▸ **Exercise task**:
Pick out every line of the data below that contains the string "trim". Case matters.

* start Data for the task *

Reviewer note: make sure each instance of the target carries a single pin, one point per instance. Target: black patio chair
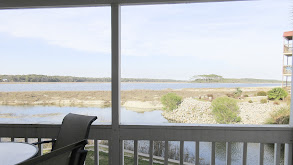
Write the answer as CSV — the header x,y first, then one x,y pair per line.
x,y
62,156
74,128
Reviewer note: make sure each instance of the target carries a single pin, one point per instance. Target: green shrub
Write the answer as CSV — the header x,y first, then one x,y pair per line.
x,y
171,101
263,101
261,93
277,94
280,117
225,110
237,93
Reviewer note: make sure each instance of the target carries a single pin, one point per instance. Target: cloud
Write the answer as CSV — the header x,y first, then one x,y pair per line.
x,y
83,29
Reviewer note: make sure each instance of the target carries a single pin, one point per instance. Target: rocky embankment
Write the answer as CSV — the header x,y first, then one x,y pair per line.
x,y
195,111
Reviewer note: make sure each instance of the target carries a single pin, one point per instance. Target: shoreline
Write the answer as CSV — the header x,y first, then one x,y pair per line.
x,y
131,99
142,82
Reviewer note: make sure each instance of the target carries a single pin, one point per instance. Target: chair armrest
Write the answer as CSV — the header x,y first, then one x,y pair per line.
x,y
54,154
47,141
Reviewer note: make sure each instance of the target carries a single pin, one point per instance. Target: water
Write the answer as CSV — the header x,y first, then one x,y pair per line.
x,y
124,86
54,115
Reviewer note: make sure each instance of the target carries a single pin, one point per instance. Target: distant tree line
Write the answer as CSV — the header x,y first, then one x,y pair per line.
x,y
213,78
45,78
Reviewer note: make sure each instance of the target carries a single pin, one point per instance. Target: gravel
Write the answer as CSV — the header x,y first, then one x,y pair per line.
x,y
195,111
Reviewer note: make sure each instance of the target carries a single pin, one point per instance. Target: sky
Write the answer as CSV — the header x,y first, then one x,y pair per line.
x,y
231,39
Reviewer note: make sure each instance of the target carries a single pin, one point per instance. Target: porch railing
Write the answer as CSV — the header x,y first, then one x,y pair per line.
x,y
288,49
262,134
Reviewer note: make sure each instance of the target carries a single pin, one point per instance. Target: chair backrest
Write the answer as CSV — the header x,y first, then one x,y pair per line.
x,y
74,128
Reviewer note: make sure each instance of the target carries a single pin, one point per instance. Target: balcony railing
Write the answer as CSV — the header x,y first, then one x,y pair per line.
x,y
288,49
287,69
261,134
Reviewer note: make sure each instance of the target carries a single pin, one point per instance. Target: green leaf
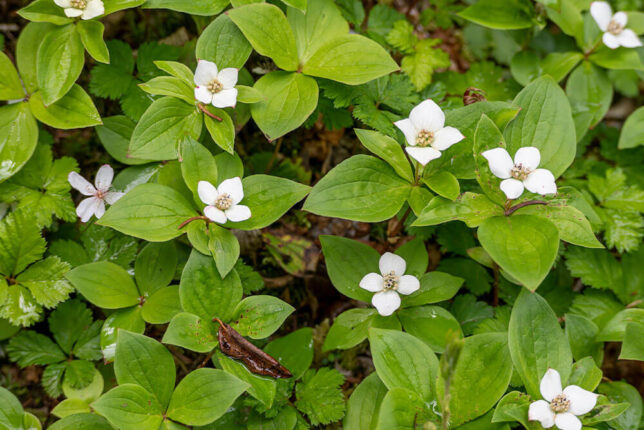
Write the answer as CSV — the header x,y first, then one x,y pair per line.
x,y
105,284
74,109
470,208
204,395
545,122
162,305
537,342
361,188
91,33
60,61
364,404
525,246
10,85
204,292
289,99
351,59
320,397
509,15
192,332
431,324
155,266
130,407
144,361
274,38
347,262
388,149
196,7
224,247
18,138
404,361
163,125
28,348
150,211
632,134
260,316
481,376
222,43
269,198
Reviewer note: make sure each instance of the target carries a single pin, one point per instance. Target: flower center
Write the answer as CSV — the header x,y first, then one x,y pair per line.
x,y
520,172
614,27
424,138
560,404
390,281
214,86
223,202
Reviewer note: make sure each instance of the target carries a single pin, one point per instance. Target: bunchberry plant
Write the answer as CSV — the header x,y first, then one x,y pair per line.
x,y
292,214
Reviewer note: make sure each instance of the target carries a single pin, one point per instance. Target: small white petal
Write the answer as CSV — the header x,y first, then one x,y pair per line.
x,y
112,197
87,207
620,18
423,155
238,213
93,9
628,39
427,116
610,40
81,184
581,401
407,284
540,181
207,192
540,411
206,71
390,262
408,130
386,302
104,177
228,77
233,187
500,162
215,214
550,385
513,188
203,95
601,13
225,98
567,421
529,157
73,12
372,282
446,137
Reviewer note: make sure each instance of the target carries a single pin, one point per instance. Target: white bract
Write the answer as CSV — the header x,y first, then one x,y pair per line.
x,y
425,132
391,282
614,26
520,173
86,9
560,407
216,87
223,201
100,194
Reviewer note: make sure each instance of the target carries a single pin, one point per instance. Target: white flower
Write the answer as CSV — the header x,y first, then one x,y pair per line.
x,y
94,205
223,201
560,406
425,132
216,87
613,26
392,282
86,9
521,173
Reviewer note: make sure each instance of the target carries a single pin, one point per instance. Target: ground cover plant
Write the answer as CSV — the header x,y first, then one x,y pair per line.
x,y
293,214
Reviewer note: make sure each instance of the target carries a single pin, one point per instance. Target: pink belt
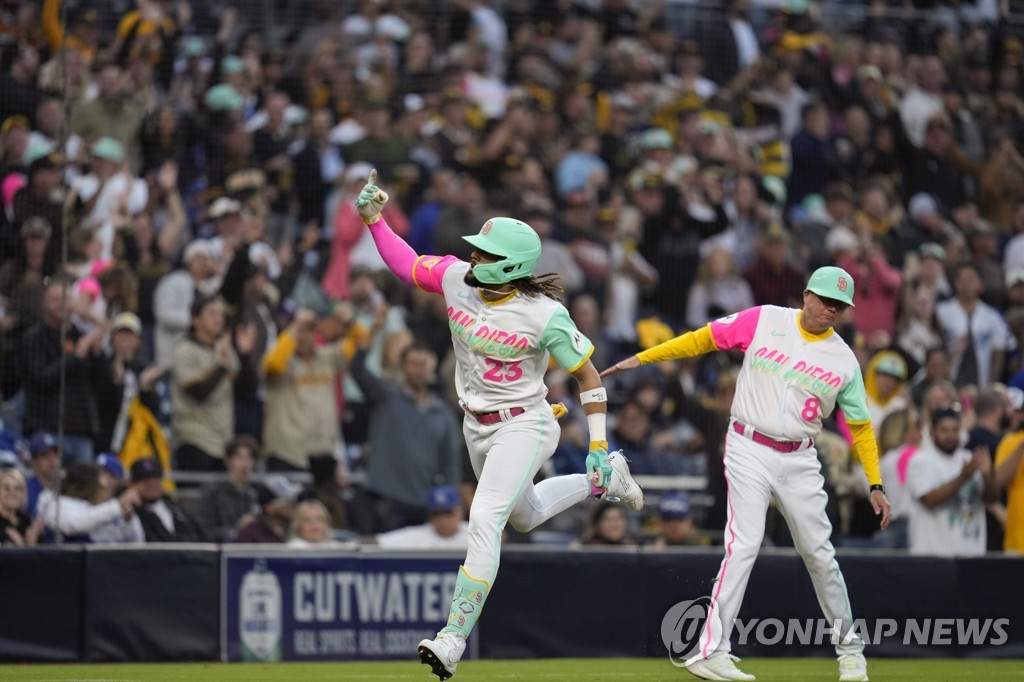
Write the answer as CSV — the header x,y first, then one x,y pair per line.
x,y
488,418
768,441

* end Data for the task *
* start Data for the task *

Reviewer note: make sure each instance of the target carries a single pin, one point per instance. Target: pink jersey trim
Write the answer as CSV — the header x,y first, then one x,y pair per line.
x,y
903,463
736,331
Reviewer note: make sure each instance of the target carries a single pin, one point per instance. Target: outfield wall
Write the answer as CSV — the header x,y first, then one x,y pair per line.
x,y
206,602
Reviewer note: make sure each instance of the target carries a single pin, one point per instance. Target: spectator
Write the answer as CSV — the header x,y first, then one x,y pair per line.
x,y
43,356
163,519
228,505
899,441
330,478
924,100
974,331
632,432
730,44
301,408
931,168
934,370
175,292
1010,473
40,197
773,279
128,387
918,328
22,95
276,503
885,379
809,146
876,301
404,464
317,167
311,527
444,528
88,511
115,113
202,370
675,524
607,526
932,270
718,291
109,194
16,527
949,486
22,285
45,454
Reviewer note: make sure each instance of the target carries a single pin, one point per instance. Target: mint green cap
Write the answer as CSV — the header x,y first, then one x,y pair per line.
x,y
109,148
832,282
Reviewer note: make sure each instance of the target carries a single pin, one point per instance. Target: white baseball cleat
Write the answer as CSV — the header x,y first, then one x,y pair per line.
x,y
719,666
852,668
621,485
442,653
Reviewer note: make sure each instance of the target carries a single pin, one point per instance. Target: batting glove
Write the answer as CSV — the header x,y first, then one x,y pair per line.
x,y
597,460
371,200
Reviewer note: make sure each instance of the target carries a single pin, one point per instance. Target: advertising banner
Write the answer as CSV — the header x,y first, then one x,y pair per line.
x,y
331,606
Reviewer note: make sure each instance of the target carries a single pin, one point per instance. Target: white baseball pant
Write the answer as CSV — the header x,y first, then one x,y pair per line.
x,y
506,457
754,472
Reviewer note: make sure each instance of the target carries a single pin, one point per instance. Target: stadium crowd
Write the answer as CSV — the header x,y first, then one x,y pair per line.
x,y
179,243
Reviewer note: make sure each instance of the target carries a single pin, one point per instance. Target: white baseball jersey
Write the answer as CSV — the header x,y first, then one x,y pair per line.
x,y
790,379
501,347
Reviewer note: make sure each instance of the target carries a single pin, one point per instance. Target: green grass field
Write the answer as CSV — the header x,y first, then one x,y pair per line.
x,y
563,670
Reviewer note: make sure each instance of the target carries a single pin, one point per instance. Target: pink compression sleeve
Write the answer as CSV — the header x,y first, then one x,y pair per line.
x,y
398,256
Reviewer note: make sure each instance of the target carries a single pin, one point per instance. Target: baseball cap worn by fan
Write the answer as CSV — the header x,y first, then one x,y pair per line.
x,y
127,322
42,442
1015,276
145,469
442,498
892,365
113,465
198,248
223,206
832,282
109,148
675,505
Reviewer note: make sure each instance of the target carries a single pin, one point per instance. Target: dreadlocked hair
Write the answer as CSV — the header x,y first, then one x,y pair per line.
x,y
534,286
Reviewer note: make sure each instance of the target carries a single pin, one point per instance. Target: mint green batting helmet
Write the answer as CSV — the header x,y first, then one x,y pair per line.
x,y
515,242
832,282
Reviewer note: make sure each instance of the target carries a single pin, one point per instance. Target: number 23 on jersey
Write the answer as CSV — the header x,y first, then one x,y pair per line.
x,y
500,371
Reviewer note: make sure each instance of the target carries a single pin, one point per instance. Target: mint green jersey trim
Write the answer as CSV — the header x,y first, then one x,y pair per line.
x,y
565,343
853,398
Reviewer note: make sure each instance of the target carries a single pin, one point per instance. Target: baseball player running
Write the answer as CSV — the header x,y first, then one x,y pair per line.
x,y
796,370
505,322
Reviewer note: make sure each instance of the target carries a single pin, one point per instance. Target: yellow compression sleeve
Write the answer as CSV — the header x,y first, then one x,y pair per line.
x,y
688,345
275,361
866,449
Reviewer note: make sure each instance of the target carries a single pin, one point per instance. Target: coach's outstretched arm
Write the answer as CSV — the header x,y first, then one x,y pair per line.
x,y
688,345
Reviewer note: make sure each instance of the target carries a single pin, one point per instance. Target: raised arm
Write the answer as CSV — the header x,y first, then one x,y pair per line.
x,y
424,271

* end Data for the task *

▸ **Expected output**:
Reviewer note: make sure each instance of the target carries a single pin, one point per instance. Target: pink jersey trim
Reviewer note: make sure each instance of the target carries a single pin, one point per instance. Target: mint green jersey trim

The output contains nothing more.